# [Written instruction]
Rewrite the material below with every "top-left corner" changed to "upper-left corner", keeping all other text the same.

# [Records to process]
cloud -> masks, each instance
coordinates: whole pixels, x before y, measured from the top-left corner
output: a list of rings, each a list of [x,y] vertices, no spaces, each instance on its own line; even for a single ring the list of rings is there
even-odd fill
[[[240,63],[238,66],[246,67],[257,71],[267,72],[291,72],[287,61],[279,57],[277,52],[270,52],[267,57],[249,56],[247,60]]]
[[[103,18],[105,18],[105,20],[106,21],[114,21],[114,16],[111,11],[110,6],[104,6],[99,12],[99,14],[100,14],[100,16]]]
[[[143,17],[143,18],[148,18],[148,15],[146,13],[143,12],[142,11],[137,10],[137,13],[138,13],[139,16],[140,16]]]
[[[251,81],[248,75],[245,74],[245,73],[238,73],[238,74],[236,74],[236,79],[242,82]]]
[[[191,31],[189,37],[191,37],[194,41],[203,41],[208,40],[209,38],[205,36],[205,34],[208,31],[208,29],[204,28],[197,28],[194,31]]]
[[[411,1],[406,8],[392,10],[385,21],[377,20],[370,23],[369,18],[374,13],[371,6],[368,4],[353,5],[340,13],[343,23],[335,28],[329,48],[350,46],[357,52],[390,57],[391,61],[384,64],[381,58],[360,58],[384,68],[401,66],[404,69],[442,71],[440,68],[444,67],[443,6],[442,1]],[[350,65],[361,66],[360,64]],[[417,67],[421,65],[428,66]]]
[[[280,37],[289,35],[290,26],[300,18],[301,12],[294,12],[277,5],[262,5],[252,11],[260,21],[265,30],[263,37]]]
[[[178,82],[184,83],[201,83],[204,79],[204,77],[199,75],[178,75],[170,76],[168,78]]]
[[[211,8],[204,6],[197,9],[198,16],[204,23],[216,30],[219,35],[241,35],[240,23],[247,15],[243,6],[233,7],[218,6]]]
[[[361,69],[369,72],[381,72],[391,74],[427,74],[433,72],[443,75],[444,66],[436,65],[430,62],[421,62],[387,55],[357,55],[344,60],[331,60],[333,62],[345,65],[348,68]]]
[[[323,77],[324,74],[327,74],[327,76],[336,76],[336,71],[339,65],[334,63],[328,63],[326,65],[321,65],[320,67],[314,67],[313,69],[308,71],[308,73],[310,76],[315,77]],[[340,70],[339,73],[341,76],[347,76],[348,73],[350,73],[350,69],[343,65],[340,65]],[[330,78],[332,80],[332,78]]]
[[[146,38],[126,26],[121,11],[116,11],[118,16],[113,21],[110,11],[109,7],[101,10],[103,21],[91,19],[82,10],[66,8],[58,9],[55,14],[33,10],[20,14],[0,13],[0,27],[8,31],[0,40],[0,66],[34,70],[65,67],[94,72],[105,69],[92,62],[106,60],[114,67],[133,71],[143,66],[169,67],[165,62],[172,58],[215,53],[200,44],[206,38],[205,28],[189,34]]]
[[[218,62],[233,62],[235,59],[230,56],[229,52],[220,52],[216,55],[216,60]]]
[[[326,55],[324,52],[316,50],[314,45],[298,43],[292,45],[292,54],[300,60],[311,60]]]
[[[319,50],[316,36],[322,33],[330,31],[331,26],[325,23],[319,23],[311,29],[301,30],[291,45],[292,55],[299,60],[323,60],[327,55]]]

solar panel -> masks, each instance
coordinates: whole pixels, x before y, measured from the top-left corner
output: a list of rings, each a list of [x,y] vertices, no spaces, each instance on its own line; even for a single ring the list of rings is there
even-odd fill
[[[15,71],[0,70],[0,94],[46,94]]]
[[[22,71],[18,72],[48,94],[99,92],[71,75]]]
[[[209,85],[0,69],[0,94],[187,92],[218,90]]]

# [Written response]
cloud -> masks, each instance
coordinates: whole pixels, x before y, measured from the upper-left corner
output: a list of rings, each a list of [x,y] vertices, no spaces, each instance on its own line; even for a single ring the list of rings is there
even-odd fill
[[[240,63],[238,66],[246,67],[257,71],[267,72],[291,72],[287,61],[279,57],[277,52],[270,52],[267,57],[249,56],[247,60]]]
[[[103,18],[105,18],[105,20],[106,21],[114,21],[114,16],[111,11],[110,6],[104,6],[99,12],[99,14],[100,14],[100,16]]]
[[[143,17],[143,18],[148,18],[148,15],[146,13],[143,12],[142,11],[137,10],[137,13],[138,13],[139,16],[140,16]]]
[[[251,81],[248,75],[245,74],[245,73],[238,73],[238,74],[236,74],[236,79],[242,82]]]
[[[191,31],[189,37],[191,37],[194,41],[203,41],[208,40],[209,38],[205,36],[205,34],[208,31],[208,29],[204,28],[197,28],[194,31]]]
[[[411,1],[406,8],[392,10],[385,21],[377,20],[370,23],[369,18],[374,13],[371,6],[368,4],[353,5],[340,13],[343,23],[335,28],[329,48],[350,46],[357,52],[390,57],[391,61],[384,64],[381,58],[360,58],[384,68],[401,66],[404,69],[442,71],[440,68],[444,67],[443,6],[442,1]],[[350,65],[361,66],[360,64]],[[417,67],[421,65],[428,66]]]
[[[280,37],[289,35],[290,26],[300,18],[301,12],[294,12],[277,5],[262,5],[252,11],[260,21],[265,30],[263,37]]]
[[[178,82],[184,83],[201,83],[204,79],[204,77],[199,75],[178,75],[170,76],[168,78]]]
[[[211,8],[204,6],[197,9],[198,16],[204,23],[216,30],[219,35],[241,35],[240,23],[247,15],[243,6],[233,7],[218,6]]]
[[[361,69],[369,72],[381,72],[391,74],[427,74],[433,72],[443,75],[444,66],[436,65],[430,62],[421,62],[387,55],[357,55],[344,60],[331,60],[333,62],[345,65],[348,68]]]
[[[323,77],[324,74],[327,74],[327,76],[336,76],[336,71],[339,65],[334,63],[328,63],[326,65],[321,65],[320,67],[314,67],[313,69],[308,71],[308,73],[310,76],[315,77]],[[340,70],[339,73],[341,76],[347,76],[348,73],[350,73],[350,69],[343,65],[340,65]],[[330,78],[332,80],[332,78]]]
[[[146,38],[126,26],[121,11],[116,11],[118,16],[113,21],[110,11],[109,7],[101,10],[103,21],[91,19],[82,10],[66,8],[58,9],[55,14],[33,10],[20,14],[0,13],[0,27],[8,31],[0,40],[0,66],[34,70],[65,67],[94,72],[105,69],[92,62],[106,60],[114,67],[133,71],[143,66],[169,67],[165,62],[172,58],[215,53],[200,44],[206,38],[205,28],[189,34]]]
[[[218,62],[233,62],[235,59],[230,56],[229,52],[220,52],[216,55],[216,60]]]
[[[326,55],[324,52],[316,50],[314,45],[298,43],[292,45],[292,54],[300,60],[311,60]]]
[[[319,50],[316,36],[322,33],[330,31],[331,26],[325,23],[319,23],[311,29],[301,30],[291,45],[292,55],[299,60],[323,60],[327,55]]]

solar panel -> masks, each instance
coordinates: whole pixels, x before y, measured from the upper-left corner
output: a list of rings, each a list of [x,y] vertices, no spaces, each instance on its own line; even for a single ring the list of rings is there
even-odd fill
[[[15,71],[0,70],[0,94],[46,94]]]
[[[22,71],[18,72],[48,94],[99,92],[71,75]]]
[[[209,85],[0,69],[0,94],[187,92],[218,90]]]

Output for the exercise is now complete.